::: DATASET :::

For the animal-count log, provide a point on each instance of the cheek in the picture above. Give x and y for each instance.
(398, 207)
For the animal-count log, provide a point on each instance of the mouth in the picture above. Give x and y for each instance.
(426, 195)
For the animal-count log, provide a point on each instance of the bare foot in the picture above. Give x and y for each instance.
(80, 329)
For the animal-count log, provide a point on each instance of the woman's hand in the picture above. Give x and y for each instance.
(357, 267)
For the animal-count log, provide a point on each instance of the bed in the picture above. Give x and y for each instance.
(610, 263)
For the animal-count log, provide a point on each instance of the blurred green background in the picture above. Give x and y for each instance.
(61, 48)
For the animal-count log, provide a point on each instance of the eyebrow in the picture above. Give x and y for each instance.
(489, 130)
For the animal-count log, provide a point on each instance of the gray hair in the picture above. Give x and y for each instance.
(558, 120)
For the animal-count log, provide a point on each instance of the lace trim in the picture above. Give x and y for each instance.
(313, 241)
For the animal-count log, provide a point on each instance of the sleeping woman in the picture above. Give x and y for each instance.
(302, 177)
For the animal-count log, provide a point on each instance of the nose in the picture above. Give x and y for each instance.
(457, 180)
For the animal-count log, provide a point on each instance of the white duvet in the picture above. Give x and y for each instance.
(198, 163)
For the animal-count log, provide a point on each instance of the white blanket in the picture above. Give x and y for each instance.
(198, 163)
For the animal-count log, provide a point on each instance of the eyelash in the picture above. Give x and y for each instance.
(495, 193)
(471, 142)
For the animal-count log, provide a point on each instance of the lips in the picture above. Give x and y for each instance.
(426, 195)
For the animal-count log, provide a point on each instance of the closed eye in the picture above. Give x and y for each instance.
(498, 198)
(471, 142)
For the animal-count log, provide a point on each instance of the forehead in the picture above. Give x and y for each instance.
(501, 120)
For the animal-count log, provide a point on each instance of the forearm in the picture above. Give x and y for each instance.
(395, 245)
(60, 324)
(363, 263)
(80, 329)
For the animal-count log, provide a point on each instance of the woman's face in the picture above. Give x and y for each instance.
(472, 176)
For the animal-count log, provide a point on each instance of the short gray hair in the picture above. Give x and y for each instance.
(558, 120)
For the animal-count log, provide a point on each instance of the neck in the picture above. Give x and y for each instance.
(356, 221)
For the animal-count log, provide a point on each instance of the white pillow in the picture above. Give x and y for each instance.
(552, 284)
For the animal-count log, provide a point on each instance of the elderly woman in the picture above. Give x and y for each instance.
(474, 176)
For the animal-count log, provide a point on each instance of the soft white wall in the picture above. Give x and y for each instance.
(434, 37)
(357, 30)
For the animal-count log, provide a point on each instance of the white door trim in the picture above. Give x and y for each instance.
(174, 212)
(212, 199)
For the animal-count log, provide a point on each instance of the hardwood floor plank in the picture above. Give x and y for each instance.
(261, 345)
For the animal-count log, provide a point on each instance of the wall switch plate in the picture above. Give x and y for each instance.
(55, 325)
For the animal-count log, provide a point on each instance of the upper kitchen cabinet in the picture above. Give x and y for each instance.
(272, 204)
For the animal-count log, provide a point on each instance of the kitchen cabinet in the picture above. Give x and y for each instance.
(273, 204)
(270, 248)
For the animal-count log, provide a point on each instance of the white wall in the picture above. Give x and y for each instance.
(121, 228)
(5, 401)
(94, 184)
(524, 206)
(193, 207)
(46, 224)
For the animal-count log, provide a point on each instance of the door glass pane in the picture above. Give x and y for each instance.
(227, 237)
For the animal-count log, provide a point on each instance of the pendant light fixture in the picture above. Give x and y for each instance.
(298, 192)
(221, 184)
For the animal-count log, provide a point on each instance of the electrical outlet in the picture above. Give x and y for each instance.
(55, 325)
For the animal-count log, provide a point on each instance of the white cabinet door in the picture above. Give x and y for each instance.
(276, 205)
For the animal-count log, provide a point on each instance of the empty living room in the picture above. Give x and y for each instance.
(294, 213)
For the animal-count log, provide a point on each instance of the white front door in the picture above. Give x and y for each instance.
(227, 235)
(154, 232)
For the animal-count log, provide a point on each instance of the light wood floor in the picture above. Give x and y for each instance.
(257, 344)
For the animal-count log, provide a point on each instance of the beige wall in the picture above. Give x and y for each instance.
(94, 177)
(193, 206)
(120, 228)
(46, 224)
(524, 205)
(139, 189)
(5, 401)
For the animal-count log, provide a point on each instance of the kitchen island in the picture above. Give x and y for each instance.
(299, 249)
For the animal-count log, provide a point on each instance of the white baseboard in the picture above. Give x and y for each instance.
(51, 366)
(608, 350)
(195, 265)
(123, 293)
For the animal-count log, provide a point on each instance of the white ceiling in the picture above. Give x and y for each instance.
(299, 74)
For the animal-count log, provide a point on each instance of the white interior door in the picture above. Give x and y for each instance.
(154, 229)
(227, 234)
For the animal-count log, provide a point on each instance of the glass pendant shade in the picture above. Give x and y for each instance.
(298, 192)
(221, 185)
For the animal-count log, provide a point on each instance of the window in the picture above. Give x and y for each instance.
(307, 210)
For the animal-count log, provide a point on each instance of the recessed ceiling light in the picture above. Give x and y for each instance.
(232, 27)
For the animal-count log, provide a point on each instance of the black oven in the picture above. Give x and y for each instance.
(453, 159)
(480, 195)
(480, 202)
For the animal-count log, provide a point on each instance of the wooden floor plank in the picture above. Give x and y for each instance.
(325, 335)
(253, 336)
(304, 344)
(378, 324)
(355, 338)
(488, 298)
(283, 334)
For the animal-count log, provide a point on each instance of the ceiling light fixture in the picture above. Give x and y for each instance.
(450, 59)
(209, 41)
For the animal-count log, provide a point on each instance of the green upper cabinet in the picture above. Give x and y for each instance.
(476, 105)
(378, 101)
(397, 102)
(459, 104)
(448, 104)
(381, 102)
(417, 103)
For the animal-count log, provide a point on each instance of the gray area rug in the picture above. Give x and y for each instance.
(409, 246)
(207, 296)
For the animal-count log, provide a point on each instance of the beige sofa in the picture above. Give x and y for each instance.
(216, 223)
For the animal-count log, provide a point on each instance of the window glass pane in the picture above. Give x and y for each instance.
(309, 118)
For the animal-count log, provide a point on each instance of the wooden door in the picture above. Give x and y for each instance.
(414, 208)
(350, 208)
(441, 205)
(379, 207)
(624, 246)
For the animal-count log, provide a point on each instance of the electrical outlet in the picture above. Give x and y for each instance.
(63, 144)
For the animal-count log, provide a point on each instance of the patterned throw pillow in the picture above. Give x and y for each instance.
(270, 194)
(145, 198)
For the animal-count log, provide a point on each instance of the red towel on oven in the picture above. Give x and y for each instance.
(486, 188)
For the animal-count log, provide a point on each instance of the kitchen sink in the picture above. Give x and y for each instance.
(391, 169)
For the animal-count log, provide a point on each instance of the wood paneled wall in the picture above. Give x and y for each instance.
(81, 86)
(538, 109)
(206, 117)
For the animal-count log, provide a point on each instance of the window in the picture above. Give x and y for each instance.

:::

*TASK OBJECTIVE*: Repeat all the entries above without altering anything.

*SOLUTION FOR THIS PROBLEM*:
For the animal-count log, provide a point on each instance of the cheek in the picture above. Give x and y for each instance.
(398, 207)
For the animal-count log, provide a point on each instance of the mouth in the picture above. Give x and y for each instance.
(426, 195)
For the animal-count log, provide a point on each instance of the bare foot in the picture above. Give x and y for each instance.
(80, 329)
For the animal-count log, provide a point on each instance of the woman's hand in the picture above. Give x and y for each instance.
(357, 267)
For the animal-count log, provide a point on each instance of the bed in the picture above. Give x and y for each instance.
(610, 263)
For the animal-count log, provide a point on each instance of the blurred green background in the picture above. Give x and y for each instance.
(61, 48)
For the animal-count log, provide a point on each instance of the eyebrow in the picture above. Give x and y for each instance.
(489, 130)
For the animal-count log, provide a point on each instance of the gray hair in the picture above. Give x and y for each instance.
(558, 120)
For the animal-count log, provide a point on each instance of the lace trim in the picture above. Give x and y for each instance.
(313, 241)
For the animal-count log, provide a point on each instance of the sleeping woman in the picture above. Give x and y for each instance.
(302, 177)
For the animal-count log, provide a point on each instance of the nose in the picture above. Give x and y for each instance.
(457, 180)
For the animal-count log, provide a point on each instance of the white duvet in the picture above. Give x and y for each instance.
(198, 163)
For the animal-count log, provide a point on each instance of the white blanket in the picture above. Give x and y for each instance.
(198, 163)
For the animal-count log, provide a point on each instance of the eyelash in the picture above. Give x and y for each instance.
(495, 193)
(471, 142)
For the animal-count log, provide a point on each instance of the lips in the picture above. Give x and y for each instance.
(426, 195)
For the animal-count log, provide a point on each instance of the closed eye in the picture above. Give x and y for each instance.
(498, 198)
(471, 142)
For the animal-count log, provide a point on each instance of the forehead in the picture above. Give x and y for each instance.
(501, 120)
For the animal-count log, provide a point on each instance of the forearm in the picture above. Give x and y for each instance.
(395, 245)
(60, 324)
(363, 263)
(80, 329)
For the animal-count log, provide a point on each instance of the woman's face in the picture above. Give x and y for each instance.
(472, 176)
For the animal-count log, provide a point on each instance of the short gray hair in the picture above. Give x and y for each instance.
(558, 120)
For the animal-count log, provide a point on each instance of the neck in the picture above. Give x and y for each instance.
(356, 221)
For the animal-count log, provide a point on each instance of the white pillow in the picture above. Give x and y for each instance.
(552, 284)
For the animal-count log, provide a point on each instance of the elderly woman in the picture above. Give x and y for each instance.
(474, 176)
For the animal-count log, provide a point on each instance of the soft white wall in the picture above. Give x and y for each instance.
(434, 37)
(357, 30)
For the animal-count log, provide a point on each instance of the white door trim in the picture above. Give x and y for each instance.
(174, 212)
(212, 199)
For the animal-count log, provide a point on each instance of the hardwood floor plank in the picture above. Give x and y for each instance.
(261, 345)
For the animal-count log, provide a point on each instance of the wall switch plate in the picture above. Give x and y for each instance.
(55, 325)
For the animal-count log, provide a point on each instance of the upper kitchen cabinet in the picture above. Give x and y for each instance.
(272, 204)
For the animal-count log, provide a point on each instance of the kitchen cabinet in the picture above. Give x and y for each instance.
(273, 204)
(270, 248)
For the animal-count log, provide a point on each instance of the white wall in the picture above. Give x and y for each instance.
(121, 228)
(5, 401)
(94, 184)
(524, 206)
(193, 207)
(46, 224)
For the animal-count log, provide a point on each instance of the door glass pane in the picture above. Give x and y for each instance.
(227, 237)
For the animal-count log, provide a point on each instance of the pendant light fixture in the picture above. Give x and y for each instance.
(298, 192)
(221, 184)
For the animal-count log, provide a point on each instance of the electrical outlet in the picture above. Give x and y for each instance.
(55, 325)
For the animal-count log, provide a point on each instance of the white cabinet door in the picture above. Give x and y for each instance.
(276, 205)
For the animal-count log, provide a point on each instance of the empty living room in the picture above. Give x and y for each instance.
(294, 213)
For the animal-count log, provide a point on each instance of the white front door in the picture above. Give x and y for each instance.
(227, 235)
(154, 232)
For the animal-count log, provide a point on each instance of the light wood floor in the picture above. Give x and y for each instance.
(257, 344)
For the animal-count log, provide a point on each instance of the beige wall in the picture above. Give x and y for each instance.
(94, 177)
(193, 206)
(120, 228)
(46, 224)
(524, 205)
(139, 189)
(5, 401)
For the animal-count log, provide a point on each instance of the kitchen island in the picture above. Give x and y for each instance.
(299, 249)
For the animal-count log, provide a point on each instance of the white baseboard in the picture above. Give x and y for each instance.
(51, 366)
(608, 350)
(195, 265)
(123, 293)
For the animal-count log, provide a point on each instance of the white ceiling in the picture above. Give x and y for each instance.
(299, 74)
For the animal-count log, provide a point on each instance of the white interior door in the picture above. Give x and y for each instance.
(154, 229)
(227, 234)
For the animal-count log, provide a point on each instance of the glass pendant shade in the picture above. Give x and y for each instance.
(298, 192)
(221, 185)
For the animal-count log, provide a point on each instance of the window in the picture above. Give x and y for each instance.
(307, 210)
For the animal-count log, provide a point on each instance of the recessed ceiling light in the picture above. Give x and y for each instance.
(232, 27)
For the animal-count log, provide a point on each instance of the black oven in the picture above. Give x and y for each instance.
(453, 159)
(480, 195)
(480, 202)
For the animal-count log, provide a point on each instance of the wooden floor plank in the picture above. Give x and y for each instance.
(325, 335)
(253, 336)
(304, 344)
(378, 324)
(355, 338)
(488, 298)
(283, 334)
For the animal-count log, provide a point on each instance of the ceiling light fixture in the picture above. Give x and y for each instance.
(450, 59)
(209, 41)
For the animal-count log, provide a point on each instance of the green upper cabinet in the picture above. Give x and y for each instance.
(476, 105)
(378, 101)
(397, 102)
(459, 104)
(448, 104)
(381, 102)
(417, 103)
For the animal-count log, provide a point on each instance of the gray area rug in the picture above. Give x and y for each instance.
(409, 246)
(207, 296)
For the animal-count log, provide a point on each instance of the beige sofa in the picture above. Give x and y for each instance.
(216, 223)
For the animal-count log, provide a point on each instance of the window glass pane in the picture above. Give x and y for each instance.
(309, 118)
For the animal-count log, provide a point on each instance of the wooden door in the picture above. Give x and y for each instance.
(414, 208)
(350, 208)
(441, 205)
(379, 207)
(624, 246)
For the animal-count log, provide a point on each instance of the electrical outlet in the picture above. Give x and y for each instance.
(63, 144)
For the animal-count log, provide a point on each instance of the patterned throw pillow in the picture above. Give x and y for each instance.
(270, 194)
(145, 198)
For the animal-count log, provide a point on each instance of the red towel on oven in the picture above. Give x and y for each instance.
(486, 188)
For the animal-count log, provide a point on each instance of the kitchen sink in the picture above. Give x and y for each instance.
(391, 169)
For the animal-count log, provide a point on each instance of the wood paneled wall in the picture above. Give x and y for each instance.
(81, 86)
(538, 109)
(206, 117)
For the animal-count log, provide a point on each instance of the window in the picture above. Give x and y for each instance.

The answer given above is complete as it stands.